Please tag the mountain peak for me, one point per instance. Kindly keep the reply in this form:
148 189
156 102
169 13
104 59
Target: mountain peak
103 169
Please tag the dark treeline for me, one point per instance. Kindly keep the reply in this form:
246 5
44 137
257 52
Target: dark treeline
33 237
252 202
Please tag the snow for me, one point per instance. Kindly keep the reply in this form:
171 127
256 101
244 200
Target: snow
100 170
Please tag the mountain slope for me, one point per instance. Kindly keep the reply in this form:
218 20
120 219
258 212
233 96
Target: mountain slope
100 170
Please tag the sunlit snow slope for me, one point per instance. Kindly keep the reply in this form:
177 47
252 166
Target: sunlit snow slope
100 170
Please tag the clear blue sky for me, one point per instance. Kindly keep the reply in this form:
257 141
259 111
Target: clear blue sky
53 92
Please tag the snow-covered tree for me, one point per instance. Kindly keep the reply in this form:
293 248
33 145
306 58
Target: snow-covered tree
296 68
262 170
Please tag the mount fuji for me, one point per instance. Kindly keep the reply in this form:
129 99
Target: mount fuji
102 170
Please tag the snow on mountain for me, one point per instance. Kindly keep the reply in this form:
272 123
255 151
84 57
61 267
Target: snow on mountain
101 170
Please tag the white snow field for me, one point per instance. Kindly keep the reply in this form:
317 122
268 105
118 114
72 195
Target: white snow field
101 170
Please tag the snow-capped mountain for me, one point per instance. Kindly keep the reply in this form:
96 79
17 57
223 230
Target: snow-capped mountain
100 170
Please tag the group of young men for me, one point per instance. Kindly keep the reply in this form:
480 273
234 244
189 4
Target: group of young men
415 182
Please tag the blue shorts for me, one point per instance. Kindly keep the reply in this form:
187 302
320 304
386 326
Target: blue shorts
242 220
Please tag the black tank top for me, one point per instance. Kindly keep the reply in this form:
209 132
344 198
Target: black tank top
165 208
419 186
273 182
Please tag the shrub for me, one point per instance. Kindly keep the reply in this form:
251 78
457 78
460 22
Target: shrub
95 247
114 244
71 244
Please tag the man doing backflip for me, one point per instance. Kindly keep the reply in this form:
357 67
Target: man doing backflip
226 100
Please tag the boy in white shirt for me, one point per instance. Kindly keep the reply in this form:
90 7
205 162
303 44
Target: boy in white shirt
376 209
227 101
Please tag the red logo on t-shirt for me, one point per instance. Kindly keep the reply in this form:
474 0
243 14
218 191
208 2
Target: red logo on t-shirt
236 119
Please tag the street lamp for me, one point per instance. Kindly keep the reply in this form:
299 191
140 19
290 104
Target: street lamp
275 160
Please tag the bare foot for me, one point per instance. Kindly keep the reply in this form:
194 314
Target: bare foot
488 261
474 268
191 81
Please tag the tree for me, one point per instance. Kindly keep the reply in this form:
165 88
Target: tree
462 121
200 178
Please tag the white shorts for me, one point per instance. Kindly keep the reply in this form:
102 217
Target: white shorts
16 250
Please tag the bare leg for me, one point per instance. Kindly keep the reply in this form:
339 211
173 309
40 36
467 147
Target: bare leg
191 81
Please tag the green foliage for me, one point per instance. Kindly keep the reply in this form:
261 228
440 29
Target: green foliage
------------------------------------------------
• What you are asked to do
Copy all of the rows above, reproducing every line without change and in the same order.

• Full answer
Please tag the mountain peak for me, one point per instance. Kindly keep the reply in this form:
148 189
156 102
169 13
104 59
Target: mountain peak
103 169
Please tag the dark treeline for me, one point per instance. Kindly keep the reply in this form:
246 5
44 137
257 52
Target: dark treeline
33 237
252 202
Please tag the snow for me, one point per instance. Kindly keep the reply in this form:
171 127
256 101
244 200
Target: snow
100 170
Please tag the mountain slope for me, one point per instance. Kindly keep the reply in this form:
218 20
120 219
258 212
233 96
Target: mountain slope
100 170
Please tag the sunlit snow slope for me, one point per instance. Kindly keep the reply in this form:
177 47
252 166
Target: sunlit snow slope
100 170
Please tag the clear blue sky for me, one point per instance. Kindly keep the reply in this form:
257 141
259 111
Target: clear blue sky
53 92
Please tag the snow-covered tree for me, one point per instance. Kindly keep the reply in this form:
293 248
33 145
306 58
Target: snow-covered tree
296 68
262 170
Please tag the mount fuji for me, one point per instance. Kindly keep the reply in this form:
129 99
Target: mount fuji
102 170
Please tag the snow on mountain for me, one point per instance. Kindly keep the reply in this form:
272 123
255 151
84 57
61 267
Target: snow on mountain
101 170
Please tag the white snow field for me, one point per instance. Kindly keep the reply in this form:
317 122
268 105
118 114
72 195
Target: white snow field
101 170
Please tag the snow-capped mountain for me, one point per instance. Kindly keep the reply in this form:
96 79
17 57
223 230
Target: snow-capped mountain
100 170
Please tag the group of young men for me, one point per instance. Kindly keep the reply in this form:
480 273
234 244
189 4
Target: group of young men
415 182
Please tag the blue shorts for me, one point per instance. Kindly keep the reply in this form:
187 302
320 304
386 326
Target: blue shorts
242 220
Please tag the black tank top for me, one point per instance. Kindly keep the reply in this form:
209 132
344 198
Target: black tank top
165 208
419 186
273 182
Please tag the shrub for me, one point per instance. Kindly keep the reply in this form:
251 78
457 78
460 22
Target: shrub
95 247
114 244
71 244
Please tag the man doing backflip for me, one point per instance. Kindly keep the reply in this form:
357 67
Target: man doing backflip
226 100
Please tag the boy in white shirt for me, one point per instance. Kindly keep the reply in this form:
90 7
205 162
303 44
Target: boy in white shirt
376 209
227 101
Please tag the red logo on t-shirt for me, one point per instance. Kindly keep the reply in this form:
474 0
243 14
218 191
208 2
Target: red logo on t-shirt
236 119
Please tag the street lamp for me, one point per instance. Kindly keep the reply in this form:
299 191
140 19
290 104
Target: street lamp
275 160
Please tag the bare foot for me, one point per instance. Kindly keep the reply in this form:
194 314
Target: bare foot
488 261
474 268
191 81
Please tag the tree for me, one point per instance. Kindly keep the reply in this form:
165 88
Target: tree
462 121
200 178
Please tag the white shorts for me, one point per instance. Kindly keep the reply in this form:
102 217
Target: white shorts
16 250
Please tag the bare leg for me, one point per instance. Kindly keep the reply in this form:
339 211
173 309
40 36
467 147
Target: bare leg
191 81
Please tag the green foliage for me, one point per instance. Kindly keep the reply in this form:
261 228
440 29
Target: green foliage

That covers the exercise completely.